Tujuan:
**a.** Terjemahkan kalimat dari teks tentang Tari Soanggi ini ke dalam bahasa Inggris: "Tari ini dibawakan oleh berpuluh-puluh penari laki-laki dan seseorang yang bertindak sebagai pimpinan."
**b.** Dari teks tentang Tari Soanggi, tuliskan semua sebutan bagi makhluk jadi-jadian yang menyerang sang istri, termasuk sebutannya di Jawa.
**c.** Lanjutkan teks tentang Tari Soanggi mulai dari setelah kalimat terakhirnya.

Teks Bacaan:
━━━━━━━━━━

- Source: Tari Soanggi
Tari Soanggi atau Tari Suanggi adalah tarian adat yang berasal dari daerah pantai Teluk Cendrawasih, Kabupaten Waropen, Provinsi Papua. Eksistensi awal tari ini tidak begitu jelas, tetapi tarian tersebut merupakan salah satu bentuk ekspresi masyarakat Papua Barat yang masih kental dengan nuansa magis. Tarian itu berawal dari kisah seorang suami yang ditinggal mati istrinya akibat diserang oleh makhluk bernama anggi-anggi, soanggi, atau kapes (jadi-jadian); di Jawa biasa disebut dengan memedi. Roh tersebut biasanya akan merasuki tubuh seorang wanita, yang kemudian secara magis mampu mencelakakan orang lain. Wanita yang dirasuki roh ini disebut sebagai wanita soanggi.
Kentalnya nuansa magis tersebut kemudian direalisasikan menjadi tari Soanggi yang dikenal sampai sekarang. Tari ini dibawakan oleh berpuluh-puluh penari laki-laki dan seseorang yang bertindak sebagai pimpinan. Busana yang digunakan oleh penari adalah pakaian tradisional Papua Barat, sedangkan penutup badan bagian bawahnya mengenakan rumbai-rumbai. Adapun iringan tarian ini menggunakan alat musik tifa dan terompet kerang, serta nyanyian-nyanyian yang dilakukan oleh para penari.

━━━━━━━━━━

Data Tersedia:
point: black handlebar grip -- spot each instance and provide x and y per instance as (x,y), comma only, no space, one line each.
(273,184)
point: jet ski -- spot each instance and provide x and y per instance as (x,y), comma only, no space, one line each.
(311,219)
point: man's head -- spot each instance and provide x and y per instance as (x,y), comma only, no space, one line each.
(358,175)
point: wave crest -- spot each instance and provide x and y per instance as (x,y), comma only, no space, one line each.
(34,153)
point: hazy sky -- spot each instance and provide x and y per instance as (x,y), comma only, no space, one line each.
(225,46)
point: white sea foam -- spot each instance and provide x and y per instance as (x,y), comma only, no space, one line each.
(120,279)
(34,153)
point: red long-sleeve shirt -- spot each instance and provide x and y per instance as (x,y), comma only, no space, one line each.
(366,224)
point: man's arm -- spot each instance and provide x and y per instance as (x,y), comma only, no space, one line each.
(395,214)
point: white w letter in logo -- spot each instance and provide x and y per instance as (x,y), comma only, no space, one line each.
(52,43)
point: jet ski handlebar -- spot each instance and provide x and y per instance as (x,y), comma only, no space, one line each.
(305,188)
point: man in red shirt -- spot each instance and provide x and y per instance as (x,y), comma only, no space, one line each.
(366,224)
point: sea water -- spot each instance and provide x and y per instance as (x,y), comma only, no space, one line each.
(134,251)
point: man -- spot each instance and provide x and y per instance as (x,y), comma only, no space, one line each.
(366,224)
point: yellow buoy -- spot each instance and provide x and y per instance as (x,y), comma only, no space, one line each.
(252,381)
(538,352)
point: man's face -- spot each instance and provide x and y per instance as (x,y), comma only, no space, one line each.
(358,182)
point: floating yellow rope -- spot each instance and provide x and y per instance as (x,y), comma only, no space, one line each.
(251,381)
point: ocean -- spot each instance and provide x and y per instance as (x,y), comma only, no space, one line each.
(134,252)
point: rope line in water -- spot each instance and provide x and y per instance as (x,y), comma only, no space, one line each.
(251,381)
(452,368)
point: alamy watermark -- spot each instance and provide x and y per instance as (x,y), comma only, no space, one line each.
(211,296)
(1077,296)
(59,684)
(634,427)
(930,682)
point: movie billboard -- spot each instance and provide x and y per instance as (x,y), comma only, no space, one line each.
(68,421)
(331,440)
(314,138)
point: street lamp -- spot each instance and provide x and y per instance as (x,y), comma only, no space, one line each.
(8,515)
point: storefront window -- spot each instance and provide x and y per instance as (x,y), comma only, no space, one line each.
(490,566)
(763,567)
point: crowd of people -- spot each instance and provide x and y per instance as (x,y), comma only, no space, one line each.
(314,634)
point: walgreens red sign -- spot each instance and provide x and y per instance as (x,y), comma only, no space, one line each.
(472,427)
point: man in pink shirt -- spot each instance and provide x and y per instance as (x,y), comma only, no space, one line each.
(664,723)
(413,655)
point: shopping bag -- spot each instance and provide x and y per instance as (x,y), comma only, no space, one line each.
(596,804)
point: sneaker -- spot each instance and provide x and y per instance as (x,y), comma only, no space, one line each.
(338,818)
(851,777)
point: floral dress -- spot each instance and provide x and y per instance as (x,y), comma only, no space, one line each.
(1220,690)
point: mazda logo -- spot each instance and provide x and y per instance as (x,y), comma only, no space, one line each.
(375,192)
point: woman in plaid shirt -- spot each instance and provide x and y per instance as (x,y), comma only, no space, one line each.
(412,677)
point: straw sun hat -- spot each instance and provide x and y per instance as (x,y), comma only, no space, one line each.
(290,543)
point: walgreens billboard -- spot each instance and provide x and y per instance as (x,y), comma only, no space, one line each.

━━━━━━━━━━

Hasil Tiap Tugas:
**a.** This dance is performed by dozens of male dancers and one person who acts as the leader.

**b.** anggi-anggi, soanggi, kapes, memedi

**c.**
Makna dan unsur
Tari Soanggi adalah tarian yang memiliki nuansa mistis dan magis. Kisah yang digambarkan dalam tarian tersebut adalah seorang laki-laki yang ditinggal mati istrinya karena diserang oleh anggi-anggi atau soanggi. Menurut kepercayaan masyarakat Papua Barat, soanggi adalah kapes (roh jahat) yang belum ditebus dan belum mendapat kenyamanan di alam bakanya. Sementara itu, masyarakat di Yapen Barat menyebutnya dengan nama nyata, sedangkan masyarakat di Yapen Utara (tepatnya di Poom) menyebutnya dengan nama hinata. Kendati berbeda sebutan, tetapi secara esensi semuanya sama.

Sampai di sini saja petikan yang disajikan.